▸ Exercises
[a] In the post headed "SEA companies own too little IP," why do CP Foods and Indofood appear in the New Global Challengers Report? Answer in one or two sentences.
[b] Carry on the post headed "SEA companies own too little IP," starting after its last sentence.

▸ Reading passage
>>

Sunday, September 14, 2014

SEA companies own too little IP

Boston Consulting and Stanford University published it its New Global Challengers Report which identified 100 top companies from rapidly developing economies that are making a global impact. Several ASEAN companies appeared ,such as CP Foods and Thai Union Frozen Foods from Thailand, Indofood from Indonesia, Malaysia International Shipping  and Malaysia’s Petronas Oil. Several others mostly in the commodities space got mentions too.

<<

(Natural language region descriptions)
>>

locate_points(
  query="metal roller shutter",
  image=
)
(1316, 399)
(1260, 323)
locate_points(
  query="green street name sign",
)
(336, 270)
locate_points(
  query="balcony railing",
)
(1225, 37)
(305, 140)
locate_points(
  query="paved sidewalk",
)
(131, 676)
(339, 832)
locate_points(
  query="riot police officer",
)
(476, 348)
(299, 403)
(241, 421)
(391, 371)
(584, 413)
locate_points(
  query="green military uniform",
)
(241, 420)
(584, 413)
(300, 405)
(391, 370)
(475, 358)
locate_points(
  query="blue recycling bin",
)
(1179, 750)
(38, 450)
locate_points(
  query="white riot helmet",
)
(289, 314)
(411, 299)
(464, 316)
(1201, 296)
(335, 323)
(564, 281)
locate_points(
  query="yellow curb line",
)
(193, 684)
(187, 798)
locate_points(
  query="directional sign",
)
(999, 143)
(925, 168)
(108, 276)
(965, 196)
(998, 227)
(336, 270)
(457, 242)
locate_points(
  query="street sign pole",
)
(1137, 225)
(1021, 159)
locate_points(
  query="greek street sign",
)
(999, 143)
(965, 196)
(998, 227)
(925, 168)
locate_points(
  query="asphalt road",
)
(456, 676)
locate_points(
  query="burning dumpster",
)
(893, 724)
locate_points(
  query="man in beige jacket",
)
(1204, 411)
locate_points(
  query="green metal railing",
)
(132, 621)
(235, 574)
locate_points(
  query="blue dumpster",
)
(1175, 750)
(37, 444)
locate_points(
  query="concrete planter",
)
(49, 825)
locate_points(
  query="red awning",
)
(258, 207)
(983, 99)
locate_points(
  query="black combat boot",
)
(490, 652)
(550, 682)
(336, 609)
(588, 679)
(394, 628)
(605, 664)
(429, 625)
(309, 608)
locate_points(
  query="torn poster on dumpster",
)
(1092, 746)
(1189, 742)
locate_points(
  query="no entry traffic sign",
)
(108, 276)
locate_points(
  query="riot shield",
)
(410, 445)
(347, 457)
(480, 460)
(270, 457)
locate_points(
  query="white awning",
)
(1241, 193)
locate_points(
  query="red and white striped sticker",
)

<<

▸ Answers by task
[a] They are among the 100 top companies from rapidly developing economies that the report identified as making a global impact.

[b]
The report specifically contains an IP section, which states in essence how rapidly developing economies do not own much IP and innovation is very light. That is probably reflected in the list’s bias to commodity and energy companies and that many state owned enterprises are there. China is represented by many manufacturing companies and India with many pharma players. But SEA feature only commodities and foods companies - mostly with weak IP positions. This is a cause for concern. Packaged foods businesses like CP, Thai Union and Indofood are brand based so they have built a certain level of IP. However the real problem in this region is the lack of technology investment.  This makes all these companies vulnerable to being overtaken by anyone else who can work their space better. Innovation and the consequent IP created gives businesses an added weapon to resist competition. Few outside China and India in these New Global Challengers, and none of the SE Asian companies have strong IP positions.